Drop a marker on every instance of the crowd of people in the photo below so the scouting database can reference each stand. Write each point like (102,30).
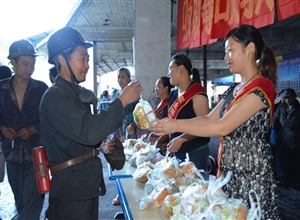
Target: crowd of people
(60,119)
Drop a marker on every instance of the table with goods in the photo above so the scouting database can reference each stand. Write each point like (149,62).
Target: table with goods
(152,186)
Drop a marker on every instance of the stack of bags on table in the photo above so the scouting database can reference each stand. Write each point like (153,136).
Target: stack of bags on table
(179,191)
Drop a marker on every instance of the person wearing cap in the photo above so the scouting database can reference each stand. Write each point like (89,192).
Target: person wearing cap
(52,74)
(70,131)
(20,128)
(286,122)
(5,72)
(104,101)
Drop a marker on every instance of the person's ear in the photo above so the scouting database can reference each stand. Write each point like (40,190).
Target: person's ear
(13,63)
(251,48)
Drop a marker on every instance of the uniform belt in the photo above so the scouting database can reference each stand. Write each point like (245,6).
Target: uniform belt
(74,161)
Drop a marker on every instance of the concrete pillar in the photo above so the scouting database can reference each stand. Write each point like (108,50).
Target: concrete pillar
(152,43)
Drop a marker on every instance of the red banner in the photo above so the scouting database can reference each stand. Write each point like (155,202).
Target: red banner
(193,23)
(201,22)
(287,8)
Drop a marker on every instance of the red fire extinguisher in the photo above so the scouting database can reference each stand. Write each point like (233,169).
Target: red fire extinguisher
(41,169)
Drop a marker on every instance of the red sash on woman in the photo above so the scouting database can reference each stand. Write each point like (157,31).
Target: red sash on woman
(182,100)
(161,105)
(267,88)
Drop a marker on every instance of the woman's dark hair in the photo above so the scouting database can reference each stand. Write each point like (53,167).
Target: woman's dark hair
(264,56)
(126,71)
(166,83)
(181,59)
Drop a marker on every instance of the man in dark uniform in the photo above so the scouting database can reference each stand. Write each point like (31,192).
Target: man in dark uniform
(70,131)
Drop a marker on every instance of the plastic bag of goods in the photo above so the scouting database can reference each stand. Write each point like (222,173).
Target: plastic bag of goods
(143,114)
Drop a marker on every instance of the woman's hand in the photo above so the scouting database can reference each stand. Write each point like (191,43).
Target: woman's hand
(130,129)
(152,138)
(107,146)
(164,126)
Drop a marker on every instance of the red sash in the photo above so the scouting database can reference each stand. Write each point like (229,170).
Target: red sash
(267,88)
(182,100)
(161,105)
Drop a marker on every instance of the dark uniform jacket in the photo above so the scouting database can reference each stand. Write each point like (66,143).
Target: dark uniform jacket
(69,130)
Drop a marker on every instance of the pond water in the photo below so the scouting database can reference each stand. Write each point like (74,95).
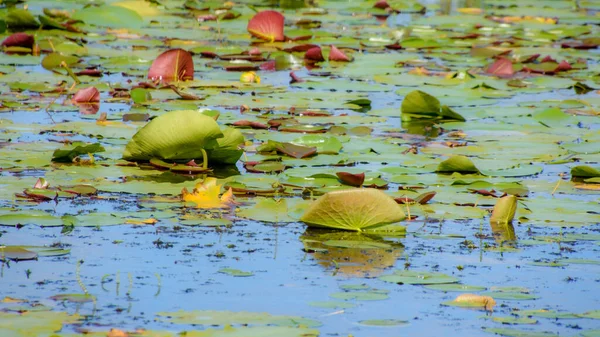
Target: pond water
(147,260)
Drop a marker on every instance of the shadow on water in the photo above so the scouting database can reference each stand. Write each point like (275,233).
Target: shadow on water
(351,254)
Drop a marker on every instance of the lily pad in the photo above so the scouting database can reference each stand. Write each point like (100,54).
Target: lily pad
(354,209)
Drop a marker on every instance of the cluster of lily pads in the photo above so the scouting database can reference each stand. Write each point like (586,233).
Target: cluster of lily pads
(340,116)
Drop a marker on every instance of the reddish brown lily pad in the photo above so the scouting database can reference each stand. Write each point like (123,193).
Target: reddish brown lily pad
(267,25)
(351,178)
(172,65)
(501,68)
(314,54)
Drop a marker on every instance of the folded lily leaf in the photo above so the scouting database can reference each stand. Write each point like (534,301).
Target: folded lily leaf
(353,209)
(175,135)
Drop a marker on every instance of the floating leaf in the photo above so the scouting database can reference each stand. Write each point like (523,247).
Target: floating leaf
(421,105)
(267,25)
(235,272)
(206,195)
(314,55)
(473,301)
(354,209)
(502,67)
(19,40)
(337,55)
(460,164)
(351,178)
(67,154)
(584,171)
(54,60)
(172,65)
(109,16)
(86,95)
(417,277)
(182,134)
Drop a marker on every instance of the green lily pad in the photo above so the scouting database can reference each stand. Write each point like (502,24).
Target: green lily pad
(353,209)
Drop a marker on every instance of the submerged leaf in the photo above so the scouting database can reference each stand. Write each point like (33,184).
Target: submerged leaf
(353,209)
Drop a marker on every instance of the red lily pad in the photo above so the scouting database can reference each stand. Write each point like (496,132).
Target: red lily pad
(337,55)
(295,78)
(501,68)
(19,40)
(267,25)
(548,68)
(314,54)
(296,151)
(172,65)
(86,95)
(351,178)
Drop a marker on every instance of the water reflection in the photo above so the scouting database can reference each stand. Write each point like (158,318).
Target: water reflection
(351,254)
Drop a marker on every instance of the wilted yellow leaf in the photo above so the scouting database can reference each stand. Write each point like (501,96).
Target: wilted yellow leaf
(206,195)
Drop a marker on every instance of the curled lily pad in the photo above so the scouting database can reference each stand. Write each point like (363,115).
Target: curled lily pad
(172,65)
(182,134)
(473,301)
(87,95)
(421,105)
(460,164)
(353,209)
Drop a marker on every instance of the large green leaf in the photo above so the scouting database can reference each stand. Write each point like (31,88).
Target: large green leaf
(460,164)
(353,209)
(175,135)
(228,150)
(421,105)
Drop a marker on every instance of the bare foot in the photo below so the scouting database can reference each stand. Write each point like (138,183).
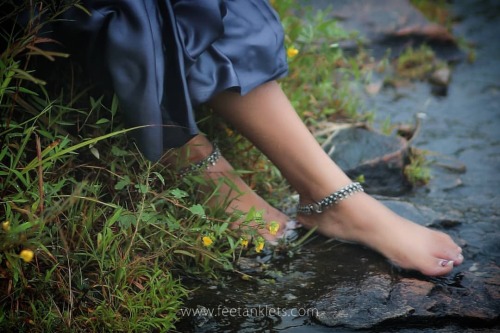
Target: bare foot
(362,219)
(242,198)
(232,192)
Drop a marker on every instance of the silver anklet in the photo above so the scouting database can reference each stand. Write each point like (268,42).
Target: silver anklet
(332,199)
(205,163)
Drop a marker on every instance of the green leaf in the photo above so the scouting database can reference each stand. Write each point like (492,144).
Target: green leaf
(197,210)
(178,194)
(122,183)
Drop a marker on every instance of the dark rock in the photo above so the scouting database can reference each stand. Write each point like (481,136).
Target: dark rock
(378,158)
(393,24)
(467,299)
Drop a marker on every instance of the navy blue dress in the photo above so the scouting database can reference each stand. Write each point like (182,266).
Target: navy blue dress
(162,58)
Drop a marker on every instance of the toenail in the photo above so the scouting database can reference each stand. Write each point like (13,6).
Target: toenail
(444,263)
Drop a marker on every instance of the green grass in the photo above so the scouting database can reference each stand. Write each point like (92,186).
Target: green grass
(113,234)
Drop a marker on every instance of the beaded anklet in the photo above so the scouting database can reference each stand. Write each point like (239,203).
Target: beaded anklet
(205,163)
(332,199)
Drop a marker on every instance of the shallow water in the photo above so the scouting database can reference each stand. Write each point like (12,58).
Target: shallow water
(462,128)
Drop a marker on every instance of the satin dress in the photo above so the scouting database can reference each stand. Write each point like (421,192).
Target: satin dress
(163,58)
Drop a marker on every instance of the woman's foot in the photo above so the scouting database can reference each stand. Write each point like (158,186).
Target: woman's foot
(362,219)
(232,192)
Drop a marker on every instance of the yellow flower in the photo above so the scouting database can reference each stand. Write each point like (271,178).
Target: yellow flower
(6,226)
(207,241)
(27,255)
(292,52)
(244,242)
(259,245)
(273,227)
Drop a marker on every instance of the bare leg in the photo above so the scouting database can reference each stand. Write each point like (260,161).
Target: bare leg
(267,118)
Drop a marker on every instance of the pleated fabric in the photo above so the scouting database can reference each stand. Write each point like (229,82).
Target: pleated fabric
(163,58)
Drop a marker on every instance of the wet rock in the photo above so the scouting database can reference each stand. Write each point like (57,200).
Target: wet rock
(441,77)
(392,23)
(378,158)
(378,300)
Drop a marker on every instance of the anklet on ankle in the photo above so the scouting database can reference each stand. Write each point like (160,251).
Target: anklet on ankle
(205,163)
(332,199)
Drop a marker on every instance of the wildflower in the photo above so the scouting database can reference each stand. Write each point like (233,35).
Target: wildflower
(207,241)
(27,255)
(273,227)
(6,226)
(292,52)
(259,245)
(244,242)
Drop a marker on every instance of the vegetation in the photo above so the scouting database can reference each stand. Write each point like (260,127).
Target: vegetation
(96,238)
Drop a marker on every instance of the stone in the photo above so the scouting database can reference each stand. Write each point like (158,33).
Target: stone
(379,300)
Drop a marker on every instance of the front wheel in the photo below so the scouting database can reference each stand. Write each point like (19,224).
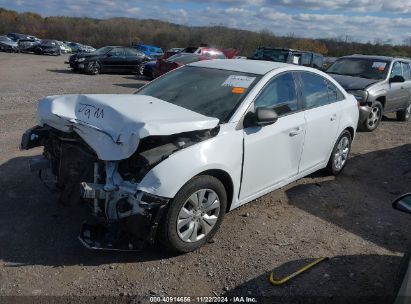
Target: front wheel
(404,115)
(340,153)
(374,118)
(194,215)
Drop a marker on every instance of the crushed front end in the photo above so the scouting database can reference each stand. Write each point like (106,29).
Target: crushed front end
(124,218)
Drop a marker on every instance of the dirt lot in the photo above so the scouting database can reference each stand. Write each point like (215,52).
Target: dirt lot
(348,218)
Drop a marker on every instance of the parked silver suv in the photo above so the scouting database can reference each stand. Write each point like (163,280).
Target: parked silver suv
(380,84)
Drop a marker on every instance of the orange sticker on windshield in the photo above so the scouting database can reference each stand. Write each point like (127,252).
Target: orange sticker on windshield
(238,90)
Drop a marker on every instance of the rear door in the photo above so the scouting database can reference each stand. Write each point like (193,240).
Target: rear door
(322,115)
(272,153)
(114,60)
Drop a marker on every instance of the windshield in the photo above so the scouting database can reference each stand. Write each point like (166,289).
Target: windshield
(360,67)
(103,50)
(271,55)
(211,92)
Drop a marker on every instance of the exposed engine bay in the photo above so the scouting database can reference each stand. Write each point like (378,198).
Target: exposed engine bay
(125,217)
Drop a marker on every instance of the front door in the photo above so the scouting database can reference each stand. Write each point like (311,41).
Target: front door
(272,153)
(398,93)
(322,114)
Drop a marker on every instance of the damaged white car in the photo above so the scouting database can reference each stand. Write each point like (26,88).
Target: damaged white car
(168,162)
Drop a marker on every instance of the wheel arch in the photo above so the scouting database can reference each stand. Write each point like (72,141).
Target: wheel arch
(226,180)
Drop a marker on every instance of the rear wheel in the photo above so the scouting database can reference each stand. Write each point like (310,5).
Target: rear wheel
(373,120)
(404,115)
(93,68)
(340,153)
(194,215)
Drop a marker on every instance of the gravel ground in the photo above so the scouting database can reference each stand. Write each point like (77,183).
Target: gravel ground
(348,218)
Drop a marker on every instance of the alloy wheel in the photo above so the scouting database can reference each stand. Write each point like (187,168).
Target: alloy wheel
(198,215)
(341,153)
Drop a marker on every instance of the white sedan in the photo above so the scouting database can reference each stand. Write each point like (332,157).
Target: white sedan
(168,162)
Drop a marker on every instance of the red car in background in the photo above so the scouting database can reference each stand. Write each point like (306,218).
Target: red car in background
(189,55)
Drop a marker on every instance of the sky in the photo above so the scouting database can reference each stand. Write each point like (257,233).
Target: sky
(388,21)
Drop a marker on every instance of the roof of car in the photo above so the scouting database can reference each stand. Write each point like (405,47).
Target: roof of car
(374,57)
(260,67)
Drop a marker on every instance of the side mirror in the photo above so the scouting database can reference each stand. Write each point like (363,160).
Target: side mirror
(397,79)
(403,203)
(265,116)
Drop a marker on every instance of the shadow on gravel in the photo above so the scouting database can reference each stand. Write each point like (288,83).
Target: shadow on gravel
(35,229)
(323,282)
(359,200)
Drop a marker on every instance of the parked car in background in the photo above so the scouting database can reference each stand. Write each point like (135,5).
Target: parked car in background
(47,47)
(17,36)
(403,281)
(207,52)
(8,45)
(27,45)
(108,59)
(65,49)
(147,68)
(163,66)
(150,50)
(292,56)
(170,161)
(380,84)
(88,49)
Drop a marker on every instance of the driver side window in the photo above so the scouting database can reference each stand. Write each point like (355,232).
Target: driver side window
(279,95)
(396,70)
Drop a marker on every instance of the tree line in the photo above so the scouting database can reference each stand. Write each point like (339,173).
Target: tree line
(126,31)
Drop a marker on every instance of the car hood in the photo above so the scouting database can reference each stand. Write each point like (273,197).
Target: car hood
(353,83)
(112,125)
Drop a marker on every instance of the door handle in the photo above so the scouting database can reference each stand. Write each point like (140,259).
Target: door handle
(295,132)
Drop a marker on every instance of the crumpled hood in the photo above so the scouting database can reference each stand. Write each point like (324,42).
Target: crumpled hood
(353,83)
(112,125)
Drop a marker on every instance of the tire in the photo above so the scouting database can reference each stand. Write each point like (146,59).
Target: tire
(404,115)
(93,68)
(339,155)
(181,238)
(372,122)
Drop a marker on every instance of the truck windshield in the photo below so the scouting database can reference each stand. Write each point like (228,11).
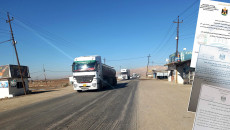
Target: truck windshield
(84,66)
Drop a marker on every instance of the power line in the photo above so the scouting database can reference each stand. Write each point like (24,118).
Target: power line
(177,38)
(185,10)
(5,41)
(127,59)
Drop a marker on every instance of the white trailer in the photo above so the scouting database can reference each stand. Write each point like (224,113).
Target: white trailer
(125,74)
(90,74)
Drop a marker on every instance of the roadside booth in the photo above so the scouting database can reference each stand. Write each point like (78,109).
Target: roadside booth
(10,80)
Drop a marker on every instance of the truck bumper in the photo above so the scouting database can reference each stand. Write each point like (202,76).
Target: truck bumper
(85,86)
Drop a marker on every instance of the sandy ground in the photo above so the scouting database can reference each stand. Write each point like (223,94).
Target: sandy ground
(163,105)
(37,96)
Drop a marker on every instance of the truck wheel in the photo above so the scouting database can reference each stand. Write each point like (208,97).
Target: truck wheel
(100,86)
(115,82)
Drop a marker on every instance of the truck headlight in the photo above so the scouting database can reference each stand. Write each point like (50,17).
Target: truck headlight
(94,84)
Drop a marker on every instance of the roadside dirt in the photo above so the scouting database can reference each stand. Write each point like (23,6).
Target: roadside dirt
(162,105)
(40,91)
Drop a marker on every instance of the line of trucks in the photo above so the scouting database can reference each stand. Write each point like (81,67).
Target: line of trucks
(89,73)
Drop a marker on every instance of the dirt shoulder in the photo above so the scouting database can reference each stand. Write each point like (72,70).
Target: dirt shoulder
(162,105)
(38,95)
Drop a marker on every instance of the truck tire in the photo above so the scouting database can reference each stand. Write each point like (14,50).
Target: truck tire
(115,81)
(100,87)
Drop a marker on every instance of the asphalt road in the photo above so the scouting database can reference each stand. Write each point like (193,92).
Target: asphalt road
(113,108)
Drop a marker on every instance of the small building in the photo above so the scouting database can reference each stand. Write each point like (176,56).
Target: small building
(179,71)
(10,80)
(160,74)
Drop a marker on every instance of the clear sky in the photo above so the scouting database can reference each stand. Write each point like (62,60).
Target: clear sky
(124,32)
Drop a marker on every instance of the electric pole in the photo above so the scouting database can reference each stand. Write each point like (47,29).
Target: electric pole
(44,71)
(147,65)
(14,44)
(177,38)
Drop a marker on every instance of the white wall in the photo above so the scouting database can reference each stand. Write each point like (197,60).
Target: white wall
(169,77)
(4,89)
(180,80)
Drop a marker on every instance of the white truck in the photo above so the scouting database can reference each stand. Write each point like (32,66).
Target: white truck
(125,73)
(90,74)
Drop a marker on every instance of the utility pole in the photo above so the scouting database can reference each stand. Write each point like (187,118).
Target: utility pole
(177,37)
(44,71)
(152,63)
(14,44)
(147,66)
(177,40)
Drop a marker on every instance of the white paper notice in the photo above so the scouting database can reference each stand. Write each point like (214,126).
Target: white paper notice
(213,111)
(213,26)
(213,68)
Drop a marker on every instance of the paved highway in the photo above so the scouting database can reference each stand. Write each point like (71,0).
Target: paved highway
(113,108)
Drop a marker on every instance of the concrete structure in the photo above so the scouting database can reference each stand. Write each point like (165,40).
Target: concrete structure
(160,74)
(10,80)
(180,71)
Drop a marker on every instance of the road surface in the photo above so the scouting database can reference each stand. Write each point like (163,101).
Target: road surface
(113,108)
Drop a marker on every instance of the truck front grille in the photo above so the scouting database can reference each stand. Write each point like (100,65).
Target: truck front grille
(84,79)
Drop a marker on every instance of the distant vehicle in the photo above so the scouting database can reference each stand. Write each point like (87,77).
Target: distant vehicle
(90,74)
(125,74)
(134,75)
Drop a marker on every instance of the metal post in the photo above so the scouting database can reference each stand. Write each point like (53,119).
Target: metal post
(14,44)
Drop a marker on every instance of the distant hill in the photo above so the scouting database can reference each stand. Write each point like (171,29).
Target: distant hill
(142,70)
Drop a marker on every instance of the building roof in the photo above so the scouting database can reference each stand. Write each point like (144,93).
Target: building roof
(177,63)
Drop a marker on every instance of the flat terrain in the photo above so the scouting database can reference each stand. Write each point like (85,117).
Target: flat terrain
(163,105)
(133,104)
(109,109)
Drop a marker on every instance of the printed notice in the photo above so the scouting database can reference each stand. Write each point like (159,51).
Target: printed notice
(213,27)
(213,68)
(213,111)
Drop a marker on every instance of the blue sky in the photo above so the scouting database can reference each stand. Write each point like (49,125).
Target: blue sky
(53,32)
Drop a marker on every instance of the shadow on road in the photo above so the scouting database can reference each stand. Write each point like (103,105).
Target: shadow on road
(108,88)
(42,91)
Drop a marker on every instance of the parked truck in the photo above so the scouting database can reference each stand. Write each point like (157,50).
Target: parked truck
(89,73)
(125,73)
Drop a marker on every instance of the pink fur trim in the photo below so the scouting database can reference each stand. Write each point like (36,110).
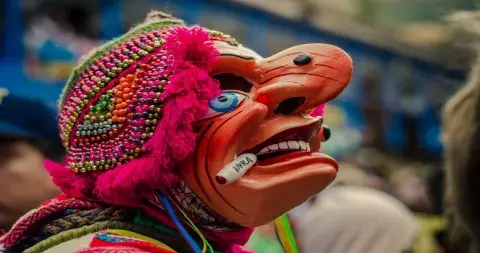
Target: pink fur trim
(319,110)
(186,98)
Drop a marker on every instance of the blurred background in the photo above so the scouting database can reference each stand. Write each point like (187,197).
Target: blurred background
(409,58)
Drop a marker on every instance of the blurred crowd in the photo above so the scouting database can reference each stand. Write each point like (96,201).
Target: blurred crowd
(379,203)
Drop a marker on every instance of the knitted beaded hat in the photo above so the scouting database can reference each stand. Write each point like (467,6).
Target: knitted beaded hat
(126,113)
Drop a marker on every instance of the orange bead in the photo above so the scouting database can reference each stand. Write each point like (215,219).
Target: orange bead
(122,112)
(130,77)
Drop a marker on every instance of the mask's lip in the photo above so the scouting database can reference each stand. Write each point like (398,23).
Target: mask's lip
(300,161)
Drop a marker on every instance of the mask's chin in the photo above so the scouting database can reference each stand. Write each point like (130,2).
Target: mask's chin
(267,191)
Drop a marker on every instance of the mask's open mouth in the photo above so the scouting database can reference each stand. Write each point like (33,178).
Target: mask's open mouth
(286,145)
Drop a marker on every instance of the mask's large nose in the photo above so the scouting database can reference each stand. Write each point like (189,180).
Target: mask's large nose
(302,77)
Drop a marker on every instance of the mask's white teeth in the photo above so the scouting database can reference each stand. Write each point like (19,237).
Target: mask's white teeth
(290,145)
(273,147)
(303,145)
(283,145)
(236,169)
(263,151)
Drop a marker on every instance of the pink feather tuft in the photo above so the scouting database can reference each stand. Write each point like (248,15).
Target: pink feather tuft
(186,98)
(190,45)
(319,110)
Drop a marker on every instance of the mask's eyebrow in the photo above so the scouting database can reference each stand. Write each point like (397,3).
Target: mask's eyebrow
(244,57)
(239,52)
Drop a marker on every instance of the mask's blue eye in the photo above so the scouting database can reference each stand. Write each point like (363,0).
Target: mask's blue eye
(223,103)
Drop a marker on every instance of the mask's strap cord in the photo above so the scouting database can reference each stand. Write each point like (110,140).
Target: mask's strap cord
(195,228)
(191,242)
(285,234)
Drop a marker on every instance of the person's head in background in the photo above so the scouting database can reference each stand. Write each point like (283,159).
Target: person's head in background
(461,139)
(355,219)
(27,137)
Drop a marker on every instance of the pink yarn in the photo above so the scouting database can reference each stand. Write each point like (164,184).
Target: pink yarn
(319,110)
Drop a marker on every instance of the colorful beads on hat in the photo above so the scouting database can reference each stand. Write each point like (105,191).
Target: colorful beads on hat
(111,109)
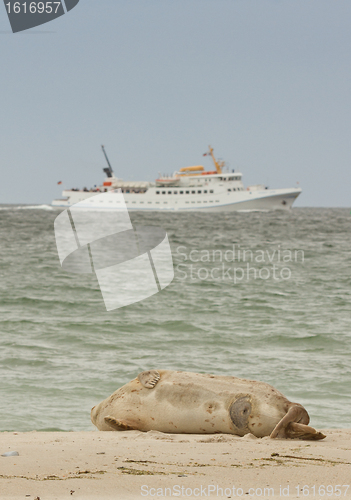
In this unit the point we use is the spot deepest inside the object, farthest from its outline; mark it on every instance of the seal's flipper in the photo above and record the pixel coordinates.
(296, 414)
(301, 431)
(149, 379)
(119, 425)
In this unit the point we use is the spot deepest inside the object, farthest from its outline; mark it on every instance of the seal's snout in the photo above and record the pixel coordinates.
(240, 411)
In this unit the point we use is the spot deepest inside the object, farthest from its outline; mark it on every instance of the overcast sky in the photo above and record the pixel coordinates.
(267, 83)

Task objective:
Look above for the line containing "Drop a marker on every instance of the person's head"; output that line and all lines after it through the last one exactly, without the pictures.

Correct output:
Drop a marker on every instance of the person's head in background in the photo above so the scouting database can reference each stand. Write each point like (283,159).
Target: person's head in background
(461,139)
(355,219)
(27,137)
Drop a marker on every instance of the pink yarn in the photo above so the scouting database can reference each stand. Write each point like (164,184).
Target: pink yarn
(319,110)
Drop a marker on every instance of the colorful beads on hat in the photo above so the scouting database can reference each stand. Write each point like (105,191).
Target: colorful beads on hat
(111,109)
In this unit the point we use is the spot deepest inside the object, farthest from its outline; mark it on every instance of the seal's flipper in the photo above and record the pixel coordinates.
(296, 414)
(301, 431)
(149, 379)
(119, 425)
In this unit the point we use is the spot deepest inside the object, farthest from its outline; mark it on every instance of the seal's snout in the photo above and record the pixel coordinates.
(240, 411)
In this unit the point we use is the spot deepest inside the object, farthest from its outline; mark it on every instance of the overcast sky in the photo above and record the pixel coordinates.
(267, 83)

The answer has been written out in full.